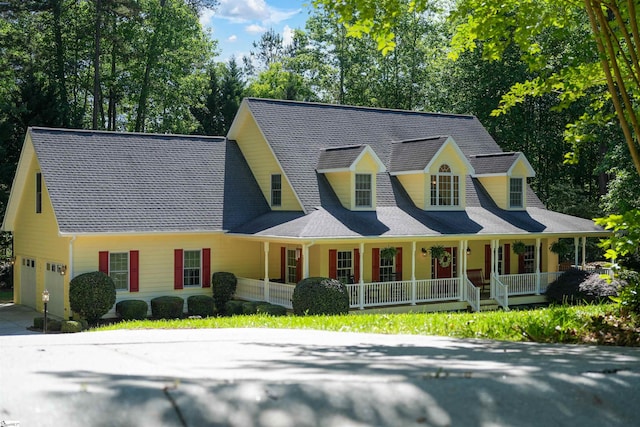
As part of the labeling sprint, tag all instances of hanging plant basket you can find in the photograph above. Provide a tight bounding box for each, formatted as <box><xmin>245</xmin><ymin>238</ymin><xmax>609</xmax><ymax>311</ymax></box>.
<box><xmin>512</xmin><ymin>241</ymin><xmax>527</xmax><ymax>256</ymax></box>
<box><xmin>380</xmin><ymin>247</ymin><xmax>397</xmax><ymax>260</ymax></box>
<box><xmin>429</xmin><ymin>245</ymin><xmax>448</xmax><ymax>266</ymax></box>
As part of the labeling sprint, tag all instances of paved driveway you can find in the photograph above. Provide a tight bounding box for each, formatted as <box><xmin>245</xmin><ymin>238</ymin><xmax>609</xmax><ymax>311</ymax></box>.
<box><xmin>1</xmin><ymin>305</ymin><xmax>640</xmax><ymax>426</ymax></box>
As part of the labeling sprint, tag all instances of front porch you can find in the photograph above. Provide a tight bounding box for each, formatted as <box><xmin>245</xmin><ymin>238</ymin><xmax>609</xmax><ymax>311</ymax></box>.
<box><xmin>235</xmin><ymin>271</ymin><xmax>568</xmax><ymax>312</ymax></box>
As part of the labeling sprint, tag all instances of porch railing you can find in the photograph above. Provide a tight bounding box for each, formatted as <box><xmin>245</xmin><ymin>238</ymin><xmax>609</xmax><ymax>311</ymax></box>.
<box><xmin>491</xmin><ymin>273</ymin><xmax>509</xmax><ymax>310</ymax></box>
<box><xmin>498</xmin><ymin>273</ymin><xmax>538</xmax><ymax>295</ymax></box>
<box><xmin>464</xmin><ymin>278</ymin><xmax>480</xmax><ymax>312</ymax></box>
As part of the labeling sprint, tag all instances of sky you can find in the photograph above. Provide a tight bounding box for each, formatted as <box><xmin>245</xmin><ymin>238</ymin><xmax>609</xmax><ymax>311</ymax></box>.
<box><xmin>200</xmin><ymin>0</ymin><xmax>311</xmax><ymax>62</ymax></box>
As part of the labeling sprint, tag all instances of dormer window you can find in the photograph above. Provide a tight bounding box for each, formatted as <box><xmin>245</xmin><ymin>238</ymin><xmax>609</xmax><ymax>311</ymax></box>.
<box><xmin>430</xmin><ymin>164</ymin><xmax>459</xmax><ymax>207</ymax></box>
<box><xmin>355</xmin><ymin>174</ymin><xmax>372</xmax><ymax>207</ymax></box>
<box><xmin>35</xmin><ymin>172</ymin><xmax>42</xmax><ymax>213</ymax></box>
<box><xmin>510</xmin><ymin>177</ymin><xmax>523</xmax><ymax>208</ymax></box>
<box><xmin>271</xmin><ymin>174</ymin><xmax>282</xmax><ymax>207</ymax></box>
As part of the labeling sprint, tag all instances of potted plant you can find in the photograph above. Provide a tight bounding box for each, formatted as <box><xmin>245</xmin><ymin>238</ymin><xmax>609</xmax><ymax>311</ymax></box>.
<box><xmin>512</xmin><ymin>241</ymin><xmax>527</xmax><ymax>256</ymax></box>
<box><xmin>429</xmin><ymin>245</ymin><xmax>449</xmax><ymax>267</ymax></box>
<box><xmin>380</xmin><ymin>247</ymin><xmax>398</xmax><ymax>260</ymax></box>
<box><xmin>550</xmin><ymin>239</ymin><xmax>574</xmax><ymax>267</ymax></box>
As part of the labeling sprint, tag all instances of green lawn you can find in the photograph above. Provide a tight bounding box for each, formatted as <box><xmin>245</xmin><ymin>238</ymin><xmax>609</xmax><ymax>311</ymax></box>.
<box><xmin>0</xmin><ymin>288</ymin><xmax>13</xmax><ymax>303</ymax></box>
<box><xmin>95</xmin><ymin>303</ymin><xmax>638</xmax><ymax>345</ymax></box>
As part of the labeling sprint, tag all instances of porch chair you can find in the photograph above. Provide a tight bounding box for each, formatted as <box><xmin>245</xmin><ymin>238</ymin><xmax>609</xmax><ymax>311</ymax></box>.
<box><xmin>466</xmin><ymin>268</ymin><xmax>488</xmax><ymax>291</ymax></box>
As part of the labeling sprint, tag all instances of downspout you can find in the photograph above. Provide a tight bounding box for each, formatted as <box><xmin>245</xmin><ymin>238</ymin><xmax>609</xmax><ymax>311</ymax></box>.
<box><xmin>68</xmin><ymin>235</ymin><xmax>76</xmax><ymax>320</ymax></box>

..........

[WORK TO BE COMPLETED]
Above are the records; return them exactly, minus the pictures.

[RESPONSE TO THIS TASK]
As part of the labeling sprint, tag all instances of hanging plant basket you can find in the photograph above. Provide a tight bounding box for each, formatted as <box><xmin>245</xmin><ymin>238</ymin><xmax>609</xmax><ymax>311</ymax></box>.
<box><xmin>512</xmin><ymin>241</ymin><xmax>527</xmax><ymax>256</ymax></box>
<box><xmin>380</xmin><ymin>247</ymin><xmax>397</xmax><ymax>260</ymax></box>
<box><xmin>429</xmin><ymin>245</ymin><xmax>448</xmax><ymax>266</ymax></box>
As part of the labeling sprint, tag all instances of paved driveway you can find in the photograph above. Provide a tight bounding box for each, formatted as <box><xmin>245</xmin><ymin>238</ymin><xmax>609</xmax><ymax>311</ymax></box>.
<box><xmin>1</xmin><ymin>305</ymin><xmax>640</xmax><ymax>426</ymax></box>
As part of the labeling sprint, tag all instances of front porch you can find in the photograph above. Provide a tight bounding box for each, formatted as <box><xmin>245</xmin><ymin>238</ymin><xmax>609</xmax><ymax>311</ymax></box>.
<box><xmin>235</xmin><ymin>271</ymin><xmax>568</xmax><ymax>312</ymax></box>
As part of the labeling sprint, tag all instances of porch railing you can find in the photograph above. Provide a tight bounding box for each, formatted as <box><xmin>245</xmin><ymin>238</ymin><xmax>609</xmax><ymax>311</ymax></box>.
<box><xmin>491</xmin><ymin>273</ymin><xmax>509</xmax><ymax>310</ymax></box>
<box><xmin>498</xmin><ymin>273</ymin><xmax>538</xmax><ymax>295</ymax></box>
<box><xmin>464</xmin><ymin>278</ymin><xmax>480</xmax><ymax>312</ymax></box>
As part of the labeling sprint, tag all instances of sky you can find in the photograph above. Provide a tight bounding box for each, formatted as <box><xmin>245</xmin><ymin>238</ymin><xmax>609</xmax><ymax>311</ymax></box>.
<box><xmin>200</xmin><ymin>0</ymin><xmax>311</xmax><ymax>62</ymax></box>
As part of the labeling sprint, tag all instances of dormer window you can find in the photograph above. Provide a tight bounding box for each, formatted as <box><xmin>245</xmin><ymin>238</ymin><xmax>609</xmax><ymax>311</ymax></box>.
<box><xmin>430</xmin><ymin>164</ymin><xmax>459</xmax><ymax>207</ymax></box>
<box><xmin>355</xmin><ymin>174</ymin><xmax>372</xmax><ymax>207</ymax></box>
<box><xmin>35</xmin><ymin>172</ymin><xmax>42</xmax><ymax>213</ymax></box>
<box><xmin>510</xmin><ymin>177</ymin><xmax>523</xmax><ymax>208</ymax></box>
<box><xmin>271</xmin><ymin>174</ymin><xmax>282</xmax><ymax>207</ymax></box>
As part of the labeling sprint, tag all instances of potted plant you can find in the photograph above. Provide a tight bounding box for each, formatted as <box><xmin>245</xmin><ymin>238</ymin><xmax>609</xmax><ymax>311</ymax></box>.
<box><xmin>512</xmin><ymin>241</ymin><xmax>527</xmax><ymax>256</ymax></box>
<box><xmin>429</xmin><ymin>245</ymin><xmax>449</xmax><ymax>267</ymax></box>
<box><xmin>380</xmin><ymin>247</ymin><xmax>398</xmax><ymax>260</ymax></box>
<box><xmin>550</xmin><ymin>239</ymin><xmax>574</xmax><ymax>267</ymax></box>
As part of the labeling sprint, tag all instances of green lawn you can find in the photograph above. Provide a tight bounding box for each, formatted as <box><xmin>245</xmin><ymin>238</ymin><xmax>609</xmax><ymax>311</ymax></box>.
<box><xmin>0</xmin><ymin>288</ymin><xmax>13</xmax><ymax>303</ymax></box>
<box><xmin>95</xmin><ymin>303</ymin><xmax>638</xmax><ymax>345</ymax></box>
As part of the labeling sprint, tag all instances of porch chair you can find in the photograph above. Provide a tight bounding box for each, formatted as <box><xmin>245</xmin><ymin>238</ymin><xmax>609</xmax><ymax>311</ymax></box>.
<box><xmin>466</xmin><ymin>268</ymin><xmax>488</xmax><ymax>291</ymax></box>
As part of the labeling sprint, tag all instances of downspout you can find in the photograph above. Provide a tight bounding box for each, formatted as <box><xmin>245</xmin><ymin>238</ymin><xmax>609</xmax><ymax>311</ymax></box>.
<box><xmin>68</xmin><ymin>235</ymin><xmax>76</xmax><ymax>320</ymax></box>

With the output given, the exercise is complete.